* EXTRACT TO READ:
-- Start --

The Baroque Compostela.
The year 1657 can be considered the starting point of Compostela’s baroque period. The urban transformation began with the remodelling of the cathedral. Convents, churches and civil buildings participated in this process, which gave rise to the city’s face and outline that we now admire. In the meantime, work continued on the project to make the cathedral the new standard-bearer of Compostela’s baroque style, culminating in the construction of the Obradoiro façade. Santiago’s baroque period came to an end with the construction of Palacio de Raxoi, which also configured Plaza del Obradoiro. Construction began in 1767, following the engineer Carlos Lemaur’s classicist project.
The great renewal of Compostela’s main monuments during the baroque period highlighted the precarious and degraded condition of its residential fabric, which was still characterised by many of its medieval features. The Enlightenment established the mechanisms required for remodelling the city’s residential façade, introducing decisive elements for the present-day image of historical Compostela, such as stone paving, stone façades and the typical galleries.
The 19th Century.
In addition to the interventions aimed at enhancing the urban fabric, two public operations took place in Santiago during the 19th century and had a strong impact on its appearance: the construction of the Market, or Plaza de Abastos, and the Alameda park. The city walls were also eliminated during this century.

-- End --

* DATA SEGMENT:

-- Start --

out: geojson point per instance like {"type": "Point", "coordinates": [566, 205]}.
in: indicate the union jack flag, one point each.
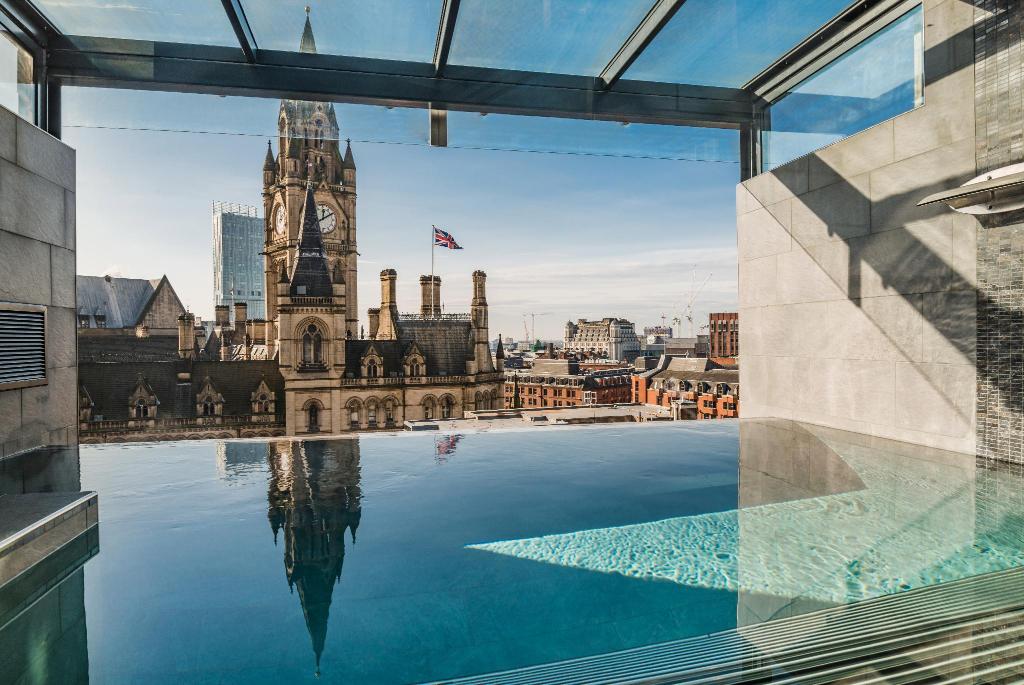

-- End --

* INSTRUCTIONS TO FOLLOW:
Condense the paragraph of the text on Compostela's architecture that begins "The year 1657" into a short bulleted list of its main facts. The listing is not needed for what comes next.

* ANSWER TO THIS PROBLEM:
- The year 1657 marks the start of Compostela's baroque period.
- The urban transformation began with the remodeling of the cathedral. Convents, churches and civil buildings joined in, giving the city the face and outline seen today.
- Work to make the cathedral the standard-bearer of the city's baroque style culminated in the Obradoiro façade.
- The period ended with the construction of Palacio de Raxoi, which also shaped Plaza del Obradoiro. Work on it began in 1767 and followed engineer Carlos Lemaur's classicist project.